> _To do_
(A) In the hiking journal entry, which lane did the writer hike in?
(B) Write the next part of the hiking journal entry, picking up after its last sentence.

Direction: Southbound
Trail location: 1711.1
Cumulative miles hiked 2019/2021: 2356
Cumulative miles hiked 2021: 339
Miles hiked today: 13.4
Elevation: 8599High/low temp/humidity: 73/40/20
Spinning on the turntable: Peter Gabriel: Growing up Live

The trail is fairly easy today. In this section there are actually four different lanes. I passed one section with five lanes! Which lane would you hike it? I hiked on the far left. I think a “good” hiker will hike in the lane that has the most damage to avoid damaging “better” sections. If there’s nothing else that you should have learned about me by now, I’m not a good hiker. I step around the mud puddles, not into them. I seek dry ground, not wet ground. If I don’t need to walk in a trough, I don’t. Color me a bad hiker.

As I’m approaching Tuolumne Falls I’m seeing more and more day hikers. It’s odd. Yesterday I think I saw two or three hikers all day, and today, as I approach a more popular tourist location, there’s hikers everywhere. I don’t mind, it’s nice to see other hikers. (They smell good too!)

> _Record list_
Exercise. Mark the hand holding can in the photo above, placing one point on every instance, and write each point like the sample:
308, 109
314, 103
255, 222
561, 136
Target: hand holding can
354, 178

> _Final results_
(A) The far left lane.

(B)
It was nice to hike next to the falls and river for most of the afternoon. I might have hiked near the falls for about an hour, and near the river for the entirety of the afternoon.

The rocks on the left of the image denote the edge of the trail. I’ve been doing a fair amount of “rock hiking” the past week. I’ve found that it’s easiest for me to look “down” the trail perhaps 25 or 50 yards and seek out the trail when I can’t see it right in front of me. Sometimes it’s just a big open rock space and the trail resumes just a bit further down the road.

It just wouldn’t be complete if I didn’t wrap up this section of hiking with another shot of a staircase/path of a rock trail. Seriously, just how much funding does this park receive?!?
I can in all honestly that based on all the rock scrambles and rock stair cases that I wouldn’t want to hike this trail, in this park, when it’s raining or snowy. That’s a serious “no”. I’ve slipped and slid all over the place and it’s the dry season!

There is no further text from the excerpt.